Relatively speaking, Thursday wasn’t such a bad day to walk around New York City to see art. The “cool” 90 degrees was bearable and with some strategic south-side-of-the-street-shade-walking, the worst of the heat could be avoided (“…walking on the sidewalk hotter than a match head…”). The No. 6 train uptown, with its working air conditioning, was downright comfortable, if a bit aromatic. I began my day heading uptown to the Whitney.
Starting at the top floor, I finally caught the “Collecting Biennials” show that I had missed during the Biennial proper and am glad I did. It mostly felt pretty familiar, with staples such as Hopper’s “Early Sunday Morning” and Duane Hanson’s “Woman with Dog”, but many such as Peter Blume’s surreal “Man of Sorrows” were memorable and new to me.
The real reason I visited the Whitney, though, was for the Charles Burchfield exhibition. (Note that if you visit, the show proceeds clockwise — start to your left as you exit the stairs — which is the reverse of many shows at the Whitney). It’s a diverse show, with beautifully composed high contrast landscapes alternating with somewhat chaotic, vibrating images in which it seems the artist was attuned to waves of energy from the objects in his scene. I liked the more graphic (and less chaotic) pieces best and a few of the paintings that dealt with atmosphere and seasons were sensational. Burchfield is often grouped into the same set of American modernists as one of my favorite painters, Oscar Bluemner, and so I went to this exhibition with comparisons in mind. Although there are some formal similarities in the occasional use of stark trees and repeated patterns in abstracted architectural elements, to my eye the Bluemner paintings are so much more exciting. Hopefully, once the Whitney expands into a second space in Chelsea there will be enough room to show more of both artist’s work at the same time and on a more regular basis.
I headed to Chelsea and began exploring, this time starting all the way down on 19th Street at David Zwirner Gallery for a show entitled, “The Evryali Score.” It’s a group show of largely conceptual art — not usually my thing, but I point it out because of a few items that caught my eye. One piece, a portion of a composite work by Mary Ellen Carroll entitled “Alas Poor Yorick”, consisted of a large sheet of paper full of tightly scribbled black ink marks that reminded me of the work of one of my colleagues at Artists’ Gallery, Jennifer Cadoff.

◇ ◇ ◇ ◇ ◇ ◇ ◇

REQUIREMENT A:
Answer these questions about the art walk text:
(i) Which train did the writer ride uptown?
(ii) In which direction does the Charles Burchfield exhibition proceed?
(iii) On which street is David Zwirner Gallery?
REQUIREMENT B: Please lay out, as a JSON list of strings with one string per line, the lines of the entries from the one containing "Identify the position of each instance of the pink balloon" through the one containing "Target: pink balloon", both included.

Dataset entries:
◇ ◇ ◇ ◇ ◇ ◇ ◇

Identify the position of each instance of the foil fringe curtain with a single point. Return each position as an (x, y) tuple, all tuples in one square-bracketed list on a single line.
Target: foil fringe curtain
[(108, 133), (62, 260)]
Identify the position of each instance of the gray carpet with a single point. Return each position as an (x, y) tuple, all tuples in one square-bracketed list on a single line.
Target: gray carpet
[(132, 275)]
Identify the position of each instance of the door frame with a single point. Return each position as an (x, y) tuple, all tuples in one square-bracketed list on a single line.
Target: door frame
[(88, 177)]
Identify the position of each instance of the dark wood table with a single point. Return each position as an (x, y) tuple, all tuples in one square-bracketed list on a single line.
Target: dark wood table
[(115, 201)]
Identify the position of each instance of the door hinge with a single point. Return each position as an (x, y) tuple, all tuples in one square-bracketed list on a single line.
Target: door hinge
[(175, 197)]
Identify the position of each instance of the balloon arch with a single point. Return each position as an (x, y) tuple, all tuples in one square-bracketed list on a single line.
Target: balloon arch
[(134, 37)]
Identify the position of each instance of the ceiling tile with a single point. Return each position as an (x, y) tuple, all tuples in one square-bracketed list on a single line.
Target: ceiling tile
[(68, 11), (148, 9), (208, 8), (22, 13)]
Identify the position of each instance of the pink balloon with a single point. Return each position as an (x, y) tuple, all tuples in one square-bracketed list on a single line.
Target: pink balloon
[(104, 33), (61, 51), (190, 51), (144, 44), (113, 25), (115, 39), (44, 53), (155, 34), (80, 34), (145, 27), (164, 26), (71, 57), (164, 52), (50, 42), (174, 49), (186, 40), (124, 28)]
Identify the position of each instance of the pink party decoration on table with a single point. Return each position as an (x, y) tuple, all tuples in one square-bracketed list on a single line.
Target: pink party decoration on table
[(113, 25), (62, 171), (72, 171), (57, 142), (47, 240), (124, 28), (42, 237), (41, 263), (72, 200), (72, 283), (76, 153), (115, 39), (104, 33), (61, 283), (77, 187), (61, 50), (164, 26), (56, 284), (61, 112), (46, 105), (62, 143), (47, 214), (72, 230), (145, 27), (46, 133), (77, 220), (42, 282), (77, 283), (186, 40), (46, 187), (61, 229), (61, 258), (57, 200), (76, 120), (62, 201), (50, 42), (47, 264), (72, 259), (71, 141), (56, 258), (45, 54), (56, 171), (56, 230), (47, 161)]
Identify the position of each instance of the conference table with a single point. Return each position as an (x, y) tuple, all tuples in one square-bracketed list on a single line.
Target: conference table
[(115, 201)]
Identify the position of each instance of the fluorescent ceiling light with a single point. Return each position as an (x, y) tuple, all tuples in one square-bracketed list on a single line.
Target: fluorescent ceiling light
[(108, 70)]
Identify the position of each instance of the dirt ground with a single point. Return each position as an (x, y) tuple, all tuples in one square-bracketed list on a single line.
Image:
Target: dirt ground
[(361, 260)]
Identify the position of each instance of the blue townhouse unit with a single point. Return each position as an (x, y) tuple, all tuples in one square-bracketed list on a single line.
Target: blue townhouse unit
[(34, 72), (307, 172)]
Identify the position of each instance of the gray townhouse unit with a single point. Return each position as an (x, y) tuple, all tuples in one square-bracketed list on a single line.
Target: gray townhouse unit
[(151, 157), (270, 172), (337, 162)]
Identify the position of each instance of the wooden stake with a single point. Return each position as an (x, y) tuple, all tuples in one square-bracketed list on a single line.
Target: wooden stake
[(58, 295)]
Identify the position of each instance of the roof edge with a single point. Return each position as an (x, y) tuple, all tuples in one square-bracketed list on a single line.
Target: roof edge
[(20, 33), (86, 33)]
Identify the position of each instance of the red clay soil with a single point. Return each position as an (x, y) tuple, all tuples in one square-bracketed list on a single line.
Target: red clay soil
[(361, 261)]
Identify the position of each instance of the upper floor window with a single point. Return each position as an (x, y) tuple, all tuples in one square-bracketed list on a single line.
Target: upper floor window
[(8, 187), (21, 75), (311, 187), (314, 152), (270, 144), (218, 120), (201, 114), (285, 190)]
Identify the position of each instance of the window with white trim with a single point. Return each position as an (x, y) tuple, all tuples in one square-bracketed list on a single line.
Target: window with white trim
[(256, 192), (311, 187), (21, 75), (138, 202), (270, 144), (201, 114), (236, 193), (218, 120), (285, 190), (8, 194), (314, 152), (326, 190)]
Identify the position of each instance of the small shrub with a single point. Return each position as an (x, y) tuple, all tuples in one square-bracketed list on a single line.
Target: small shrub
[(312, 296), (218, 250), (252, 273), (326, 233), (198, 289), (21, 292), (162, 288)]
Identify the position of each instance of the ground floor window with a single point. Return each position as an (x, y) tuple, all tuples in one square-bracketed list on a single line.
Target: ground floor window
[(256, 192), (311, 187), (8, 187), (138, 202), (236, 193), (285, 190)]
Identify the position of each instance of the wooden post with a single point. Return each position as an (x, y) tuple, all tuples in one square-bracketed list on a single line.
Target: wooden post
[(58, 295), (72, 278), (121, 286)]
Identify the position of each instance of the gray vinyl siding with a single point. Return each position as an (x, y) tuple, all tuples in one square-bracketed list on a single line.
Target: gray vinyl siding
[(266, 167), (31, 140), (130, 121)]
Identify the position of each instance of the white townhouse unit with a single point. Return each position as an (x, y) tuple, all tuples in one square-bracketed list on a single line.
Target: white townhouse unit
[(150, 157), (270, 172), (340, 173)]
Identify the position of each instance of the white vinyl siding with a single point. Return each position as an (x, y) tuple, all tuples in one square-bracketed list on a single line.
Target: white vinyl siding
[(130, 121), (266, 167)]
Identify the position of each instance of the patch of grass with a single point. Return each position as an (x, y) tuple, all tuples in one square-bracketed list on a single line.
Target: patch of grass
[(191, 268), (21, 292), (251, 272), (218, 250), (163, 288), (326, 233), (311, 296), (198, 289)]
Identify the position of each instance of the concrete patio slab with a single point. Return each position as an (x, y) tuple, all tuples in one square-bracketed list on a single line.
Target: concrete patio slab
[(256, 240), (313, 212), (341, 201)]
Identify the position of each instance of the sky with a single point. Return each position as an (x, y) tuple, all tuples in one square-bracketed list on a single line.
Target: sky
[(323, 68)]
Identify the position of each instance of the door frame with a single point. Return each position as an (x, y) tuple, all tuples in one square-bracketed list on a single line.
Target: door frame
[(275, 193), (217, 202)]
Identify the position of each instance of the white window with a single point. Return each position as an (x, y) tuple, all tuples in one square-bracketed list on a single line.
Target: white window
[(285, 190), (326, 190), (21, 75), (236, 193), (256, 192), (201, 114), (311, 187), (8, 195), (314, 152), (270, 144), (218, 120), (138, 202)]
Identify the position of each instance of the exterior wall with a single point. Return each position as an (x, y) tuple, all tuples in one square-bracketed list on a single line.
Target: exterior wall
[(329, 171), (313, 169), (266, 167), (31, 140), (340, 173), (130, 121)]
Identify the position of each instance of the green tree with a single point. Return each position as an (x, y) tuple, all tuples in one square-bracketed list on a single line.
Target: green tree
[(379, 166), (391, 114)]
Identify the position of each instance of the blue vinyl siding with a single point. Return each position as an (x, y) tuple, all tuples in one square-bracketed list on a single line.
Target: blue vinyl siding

◇ ◇ ◇ ◇ ◇ ◇ ◇

FULL OUTPUT A:
(i) The No. 6 train
(ii) Clockwise
(iii) 19th Street

FULL OUTPUT B:
[
  "Identify the position of each instance of the pink balloon with a single point. Return each position as an (x, y) tuple, all tuples in one square-bracketed list on a single line.",
  "Target: pink balloon"
]